> _Activity 1_:
How many red weekly candles in a row has Bitcoin now sealed, according to the Bitcoin market article?
> _Activity 2_:
Resume the Bitcoin market article, picking up after its final sentence.

> _Text shown_:
____________

Bitcoin (BTC) is bouncing back this week as a sudden surge challenges weekly highs.
In what should provide some desperately needed confidence to bulls, BTC/USD is back at weekly highs on May 30, gaining several percent overnight.
In contrast to recent weekly closes, the May 29 candle managed to limit the downside and reverse course immediately as the new week began.
Nonetheless, Bitcoin has now sealed nine red weekly candles in a row, something never seen before in its history.
Just how bearish is the largest cryptocurrency going into June? The macroenvironment remains troubled, while retail interest is nowhere to be seen, and calls for a deeper capitulation remain.
That said, should it continue its latest strength, Bitcoin still stands a chance of breaking out of its current trading corridor.
Cointelegraph takes a look at the factors primed to move the market in the coming days.
Can Bitcoin Avoid 10 Weeks Of Red?
Thanks to an unexpected but welcome U-turn overnight into May 30, Bitcoin is breaking with tradition this week.

____________

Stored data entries
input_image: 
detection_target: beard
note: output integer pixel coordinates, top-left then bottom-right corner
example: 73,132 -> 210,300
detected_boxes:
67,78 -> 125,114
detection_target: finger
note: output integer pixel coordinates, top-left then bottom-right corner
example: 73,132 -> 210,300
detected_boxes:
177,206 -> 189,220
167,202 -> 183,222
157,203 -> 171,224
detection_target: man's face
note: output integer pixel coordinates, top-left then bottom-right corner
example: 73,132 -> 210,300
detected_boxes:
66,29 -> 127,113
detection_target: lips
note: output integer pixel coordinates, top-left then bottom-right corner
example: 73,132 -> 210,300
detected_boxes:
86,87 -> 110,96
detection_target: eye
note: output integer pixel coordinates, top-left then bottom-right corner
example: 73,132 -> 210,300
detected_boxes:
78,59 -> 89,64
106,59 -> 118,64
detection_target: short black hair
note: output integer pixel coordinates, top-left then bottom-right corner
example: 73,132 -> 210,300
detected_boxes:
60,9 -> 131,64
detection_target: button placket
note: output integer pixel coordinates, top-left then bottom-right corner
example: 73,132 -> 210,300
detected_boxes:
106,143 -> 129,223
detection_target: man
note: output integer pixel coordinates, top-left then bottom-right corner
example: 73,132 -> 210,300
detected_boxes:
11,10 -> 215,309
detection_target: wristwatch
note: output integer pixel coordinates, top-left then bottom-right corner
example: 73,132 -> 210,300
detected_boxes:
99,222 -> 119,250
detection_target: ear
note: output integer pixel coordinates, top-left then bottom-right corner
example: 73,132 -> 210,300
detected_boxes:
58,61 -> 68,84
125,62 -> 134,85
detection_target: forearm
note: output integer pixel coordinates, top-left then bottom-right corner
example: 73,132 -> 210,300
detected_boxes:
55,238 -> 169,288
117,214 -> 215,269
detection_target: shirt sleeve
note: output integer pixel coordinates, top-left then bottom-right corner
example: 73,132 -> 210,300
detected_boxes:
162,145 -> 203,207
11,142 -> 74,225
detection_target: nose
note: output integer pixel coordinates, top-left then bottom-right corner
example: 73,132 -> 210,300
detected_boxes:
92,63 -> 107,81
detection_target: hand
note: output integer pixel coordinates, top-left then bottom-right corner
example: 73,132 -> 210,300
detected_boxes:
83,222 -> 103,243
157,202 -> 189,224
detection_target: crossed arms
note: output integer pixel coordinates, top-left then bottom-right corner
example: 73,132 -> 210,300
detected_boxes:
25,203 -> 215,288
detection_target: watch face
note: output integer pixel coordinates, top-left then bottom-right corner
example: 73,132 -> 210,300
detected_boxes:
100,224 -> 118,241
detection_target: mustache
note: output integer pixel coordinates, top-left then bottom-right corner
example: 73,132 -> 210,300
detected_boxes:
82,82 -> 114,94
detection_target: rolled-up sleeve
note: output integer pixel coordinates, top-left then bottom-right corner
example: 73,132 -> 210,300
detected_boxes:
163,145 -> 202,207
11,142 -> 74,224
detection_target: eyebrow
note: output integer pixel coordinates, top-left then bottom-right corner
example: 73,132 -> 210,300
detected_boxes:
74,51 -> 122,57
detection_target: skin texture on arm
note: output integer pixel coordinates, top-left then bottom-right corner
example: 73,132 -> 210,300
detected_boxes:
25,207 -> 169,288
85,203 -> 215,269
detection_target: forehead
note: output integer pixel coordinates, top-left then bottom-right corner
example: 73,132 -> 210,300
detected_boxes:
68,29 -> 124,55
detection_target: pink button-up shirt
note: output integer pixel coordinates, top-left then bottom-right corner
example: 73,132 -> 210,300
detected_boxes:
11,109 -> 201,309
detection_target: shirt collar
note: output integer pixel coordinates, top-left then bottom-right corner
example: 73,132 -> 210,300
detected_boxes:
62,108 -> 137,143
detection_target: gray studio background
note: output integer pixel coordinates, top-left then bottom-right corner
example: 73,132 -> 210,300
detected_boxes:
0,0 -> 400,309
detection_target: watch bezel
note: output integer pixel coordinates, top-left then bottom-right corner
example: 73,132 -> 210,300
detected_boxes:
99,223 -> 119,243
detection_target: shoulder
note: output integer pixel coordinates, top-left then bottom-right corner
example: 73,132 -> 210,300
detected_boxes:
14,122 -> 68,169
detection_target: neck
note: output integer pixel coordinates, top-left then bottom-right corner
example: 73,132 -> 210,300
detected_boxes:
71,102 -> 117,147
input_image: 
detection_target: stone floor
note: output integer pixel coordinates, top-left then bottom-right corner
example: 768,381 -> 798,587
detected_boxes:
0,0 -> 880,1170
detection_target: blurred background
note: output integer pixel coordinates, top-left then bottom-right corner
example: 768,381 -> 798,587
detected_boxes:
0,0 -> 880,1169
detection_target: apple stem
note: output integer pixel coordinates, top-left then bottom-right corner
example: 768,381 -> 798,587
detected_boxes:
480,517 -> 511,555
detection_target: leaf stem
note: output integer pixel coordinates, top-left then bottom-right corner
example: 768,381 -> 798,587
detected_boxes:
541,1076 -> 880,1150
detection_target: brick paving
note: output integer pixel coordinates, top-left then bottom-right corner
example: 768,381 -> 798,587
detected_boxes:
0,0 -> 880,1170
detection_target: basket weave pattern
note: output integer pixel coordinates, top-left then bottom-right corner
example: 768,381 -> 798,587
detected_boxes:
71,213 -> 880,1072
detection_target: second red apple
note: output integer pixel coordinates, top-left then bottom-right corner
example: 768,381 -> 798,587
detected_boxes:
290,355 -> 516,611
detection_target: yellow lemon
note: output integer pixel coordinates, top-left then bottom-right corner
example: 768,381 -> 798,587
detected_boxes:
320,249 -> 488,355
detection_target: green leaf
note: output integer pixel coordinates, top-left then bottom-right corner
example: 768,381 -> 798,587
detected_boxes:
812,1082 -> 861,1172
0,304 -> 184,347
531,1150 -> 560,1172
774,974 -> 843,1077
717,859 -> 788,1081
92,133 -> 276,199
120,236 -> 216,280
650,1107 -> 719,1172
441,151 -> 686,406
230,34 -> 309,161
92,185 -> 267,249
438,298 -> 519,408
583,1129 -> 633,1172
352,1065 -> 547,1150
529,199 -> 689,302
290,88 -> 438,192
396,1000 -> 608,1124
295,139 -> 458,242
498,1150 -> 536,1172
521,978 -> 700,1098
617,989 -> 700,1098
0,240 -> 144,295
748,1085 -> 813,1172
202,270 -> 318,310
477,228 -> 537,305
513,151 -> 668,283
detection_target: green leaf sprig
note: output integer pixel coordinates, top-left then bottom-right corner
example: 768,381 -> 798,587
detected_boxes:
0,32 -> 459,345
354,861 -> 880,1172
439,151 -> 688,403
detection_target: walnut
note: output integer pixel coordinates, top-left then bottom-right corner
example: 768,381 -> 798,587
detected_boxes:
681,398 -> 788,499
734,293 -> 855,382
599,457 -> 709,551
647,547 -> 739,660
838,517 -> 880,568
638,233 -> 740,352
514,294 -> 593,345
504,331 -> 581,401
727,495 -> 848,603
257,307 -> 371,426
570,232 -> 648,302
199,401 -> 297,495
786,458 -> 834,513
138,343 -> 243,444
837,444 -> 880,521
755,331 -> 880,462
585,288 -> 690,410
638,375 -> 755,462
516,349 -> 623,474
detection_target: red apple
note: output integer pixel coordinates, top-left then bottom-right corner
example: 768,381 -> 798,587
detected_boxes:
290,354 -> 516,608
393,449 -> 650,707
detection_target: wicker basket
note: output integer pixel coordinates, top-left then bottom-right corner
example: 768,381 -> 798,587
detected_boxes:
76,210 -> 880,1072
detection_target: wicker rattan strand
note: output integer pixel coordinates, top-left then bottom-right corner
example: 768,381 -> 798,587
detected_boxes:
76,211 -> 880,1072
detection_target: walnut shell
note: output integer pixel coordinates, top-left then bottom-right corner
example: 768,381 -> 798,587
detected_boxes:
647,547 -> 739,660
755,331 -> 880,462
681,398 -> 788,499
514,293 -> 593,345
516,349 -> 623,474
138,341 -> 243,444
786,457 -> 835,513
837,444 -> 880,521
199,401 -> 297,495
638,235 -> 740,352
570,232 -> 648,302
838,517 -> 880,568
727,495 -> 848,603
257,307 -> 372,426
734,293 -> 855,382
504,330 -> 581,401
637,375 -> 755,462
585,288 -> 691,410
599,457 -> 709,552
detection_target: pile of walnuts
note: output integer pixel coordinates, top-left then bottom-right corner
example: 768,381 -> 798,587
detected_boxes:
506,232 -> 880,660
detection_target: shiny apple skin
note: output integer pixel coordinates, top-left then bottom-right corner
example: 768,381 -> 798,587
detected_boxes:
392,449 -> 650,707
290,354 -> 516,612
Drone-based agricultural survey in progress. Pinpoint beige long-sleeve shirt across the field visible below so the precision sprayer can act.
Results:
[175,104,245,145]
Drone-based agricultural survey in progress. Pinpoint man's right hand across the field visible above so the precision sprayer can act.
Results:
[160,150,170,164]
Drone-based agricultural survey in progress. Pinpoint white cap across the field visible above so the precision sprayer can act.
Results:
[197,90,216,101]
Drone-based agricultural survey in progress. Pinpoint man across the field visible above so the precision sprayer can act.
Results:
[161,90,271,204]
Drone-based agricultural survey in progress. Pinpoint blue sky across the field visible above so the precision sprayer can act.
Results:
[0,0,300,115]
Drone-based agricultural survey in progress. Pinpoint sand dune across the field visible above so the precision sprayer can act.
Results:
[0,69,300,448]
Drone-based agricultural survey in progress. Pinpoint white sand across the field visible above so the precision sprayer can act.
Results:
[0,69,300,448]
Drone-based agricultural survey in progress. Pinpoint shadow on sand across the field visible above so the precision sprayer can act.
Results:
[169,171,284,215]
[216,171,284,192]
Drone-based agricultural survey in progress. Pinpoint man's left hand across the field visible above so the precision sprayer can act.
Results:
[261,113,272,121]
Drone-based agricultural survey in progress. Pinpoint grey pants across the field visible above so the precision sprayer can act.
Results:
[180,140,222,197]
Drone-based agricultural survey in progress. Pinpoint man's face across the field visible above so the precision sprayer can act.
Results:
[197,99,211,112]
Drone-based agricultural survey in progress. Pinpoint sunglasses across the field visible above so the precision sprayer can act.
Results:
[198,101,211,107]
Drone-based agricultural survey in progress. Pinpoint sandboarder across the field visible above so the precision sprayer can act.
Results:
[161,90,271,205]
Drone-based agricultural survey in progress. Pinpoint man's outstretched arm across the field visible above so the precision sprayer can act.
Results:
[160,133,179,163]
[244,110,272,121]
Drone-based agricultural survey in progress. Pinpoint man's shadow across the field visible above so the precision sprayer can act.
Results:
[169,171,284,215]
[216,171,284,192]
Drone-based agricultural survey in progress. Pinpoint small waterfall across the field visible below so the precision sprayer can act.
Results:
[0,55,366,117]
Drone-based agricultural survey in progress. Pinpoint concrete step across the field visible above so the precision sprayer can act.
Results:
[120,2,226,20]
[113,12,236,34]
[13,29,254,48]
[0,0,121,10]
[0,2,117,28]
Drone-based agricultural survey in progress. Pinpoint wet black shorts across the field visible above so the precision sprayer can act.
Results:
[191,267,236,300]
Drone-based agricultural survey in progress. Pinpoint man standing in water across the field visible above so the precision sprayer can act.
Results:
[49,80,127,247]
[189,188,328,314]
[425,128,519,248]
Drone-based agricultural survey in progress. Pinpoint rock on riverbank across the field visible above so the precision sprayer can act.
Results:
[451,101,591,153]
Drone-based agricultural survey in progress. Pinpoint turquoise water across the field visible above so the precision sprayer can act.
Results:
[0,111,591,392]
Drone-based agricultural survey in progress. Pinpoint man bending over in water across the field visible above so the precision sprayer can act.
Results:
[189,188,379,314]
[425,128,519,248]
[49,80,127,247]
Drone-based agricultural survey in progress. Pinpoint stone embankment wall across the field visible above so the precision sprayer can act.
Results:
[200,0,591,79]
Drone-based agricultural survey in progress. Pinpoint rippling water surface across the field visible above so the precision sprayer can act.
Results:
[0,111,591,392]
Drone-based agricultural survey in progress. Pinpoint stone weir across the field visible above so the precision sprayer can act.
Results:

____________

> _Answer space 1_:
Nine red weekly candles in a row.

> _Answer space 2_:
Asian trading provided the backdrop to some solid gains, with both Japan’s Nikkei and Hong Kong’s Hang Seng index up over 2% at the time of writing. The trigger came from news that China is planning to relax some of its latest COVID-19 restrictions and open up the economy.
Bitcoin, nonetheless, outperformed equities prior to European trading getting underway.
After an initial read hourly candle following the weekly close, BTC/USD abruptly rose from $29,300 to current levels nearing $30,700, data from Cointelegraph Markets Pro and TradingView shows.
While caution remains thanks to the weekly close still being red, Bitcoin could end its nine-week losing streak this week as long as next week’s closing price is at least $29,500.
For some, the overnight action alone has been enough to get noticeably more positive on the near-term outlook.